[Rows taken from a collection]
######

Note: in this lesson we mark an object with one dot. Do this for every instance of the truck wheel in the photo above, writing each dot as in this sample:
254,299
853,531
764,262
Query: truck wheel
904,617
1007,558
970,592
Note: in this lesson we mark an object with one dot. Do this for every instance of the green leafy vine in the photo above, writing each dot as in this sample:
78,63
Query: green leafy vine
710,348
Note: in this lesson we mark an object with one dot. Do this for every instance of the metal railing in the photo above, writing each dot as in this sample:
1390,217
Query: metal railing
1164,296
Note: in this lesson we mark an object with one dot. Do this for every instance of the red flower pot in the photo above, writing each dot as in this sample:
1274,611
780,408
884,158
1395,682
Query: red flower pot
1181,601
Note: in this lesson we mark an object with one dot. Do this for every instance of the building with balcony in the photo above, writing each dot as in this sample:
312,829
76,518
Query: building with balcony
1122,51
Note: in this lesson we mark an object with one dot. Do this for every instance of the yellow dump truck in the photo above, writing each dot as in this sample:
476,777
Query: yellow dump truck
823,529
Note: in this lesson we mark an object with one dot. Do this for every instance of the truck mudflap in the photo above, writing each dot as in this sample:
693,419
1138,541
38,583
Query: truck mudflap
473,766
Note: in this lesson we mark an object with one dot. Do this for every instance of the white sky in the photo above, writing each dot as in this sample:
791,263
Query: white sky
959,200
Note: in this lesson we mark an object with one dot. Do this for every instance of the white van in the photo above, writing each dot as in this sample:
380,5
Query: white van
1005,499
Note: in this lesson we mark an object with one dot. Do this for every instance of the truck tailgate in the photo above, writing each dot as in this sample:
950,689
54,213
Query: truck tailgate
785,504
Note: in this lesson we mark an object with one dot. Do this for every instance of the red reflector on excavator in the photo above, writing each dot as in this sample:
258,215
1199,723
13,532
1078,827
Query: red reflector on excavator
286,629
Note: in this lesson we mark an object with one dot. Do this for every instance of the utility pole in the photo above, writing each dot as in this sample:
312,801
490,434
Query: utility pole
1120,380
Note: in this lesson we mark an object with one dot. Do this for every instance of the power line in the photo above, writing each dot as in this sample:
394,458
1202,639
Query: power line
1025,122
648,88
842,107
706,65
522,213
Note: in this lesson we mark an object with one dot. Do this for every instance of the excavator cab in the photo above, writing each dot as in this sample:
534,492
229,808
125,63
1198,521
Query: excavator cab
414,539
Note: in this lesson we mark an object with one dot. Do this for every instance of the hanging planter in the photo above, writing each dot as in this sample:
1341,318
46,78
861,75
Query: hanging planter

######

• **Stated task**:
Copy every one of the rows above without changing a single character.

• **Finished exercise**:
Note: in this lesson we mark an object with one dot. Do this for every instance of the truck wheel in the photo above, writing each dot as in this sample:
254,299
853,531
764,262
Query: truck wheel
904,617
1007,558
970,592
Note: in this lesson we mark an object with one dot. Do this for every instance of the green leafy vine in the photo above, writing each dot as in this sample:
78,63
Query: green leafy vine
710,348
Note: in this lesson we mark an object with one dot. Do this for every instance of the metal railing in the photo above, writing each dot as in this sample:
1390,217
Query: metal railing
1164,296
Note: in this lesson we mark an object with one dot. Do this for every instance of the red flower pot in the photo above, writing each dot as in this sample:
1274,611
780,408
884,158
1395,682
Query: red flower pot
1181,601
Note: in this lesson we mark an object with one dot. Do this for every instance of the building with balcony in the photo above, writing each dot as in this sample:
312,829
76,518
Query: building with balcony
1122,51
Note: in this lesson we mark an object with one dot. Do this for every instance of the yellow dump truck in the photo above, writing each dot as in this sample:
476,777
Query: yellow dump truck
823,529
Note: in this lesson we mark an object with one dot. Do this for every instance of the truck mudflap in the photo above, writing each dot as in this sample:
693,419
1138,541
38,583
Query: truck mudflap
473,766
Note: in this lesson we mark an object with one dot. Do this for every instance of the white sky in the photo above, writing each dot as in this sample:
791,263
Query: white sky
959,200
Note: in this lesson we mark an object with one dot. Do this for every instance of the white van in the photo above, writing each dot as in this sample:
380,5
Query: white van
1005,499
Note: in this lesson we mark an object with one dot. Do this for every instance of the truck tailgate in the photo above, writing each dot as in this sample:
950,689
54,213
Query: truck tailgate
785,504
Note: in this lesson we mark an object with one dot. Do this for every instance of the red reflector on excavator in the photo above, writing each dot as in this sample:
258,215
1199,723
13,532
1078,827
Query: red reflector on excavator
286,629
Note: in this lesson we mark an object with one dot. Do this for every instance of the utility pole in the photo above, writing each dot as in this sample:
312,801
490,434
Query: utility pole
1120,380
Note: in this lesson we mark an object with one dot. Do this for every instance of the power line in the photo above, writing each dot as in this sample:
394,458
1202,639
Query: power line
1025,122
648,88
842,107
706,65
522,213
Note: in this lesson we mark an object with one dot. Do this for every instance of the excavator cab in the photo above, writing each dot as in this sample:
534,492
229,808
125,63
1198,521
Query: excavator cab
414,539
Note: in this lesson we mark an object with one dot. Do this for every instance of the hanging planter in the photo above, writing each dot as in this sample:
1341,318
46,78
861,75
Query: hanging planter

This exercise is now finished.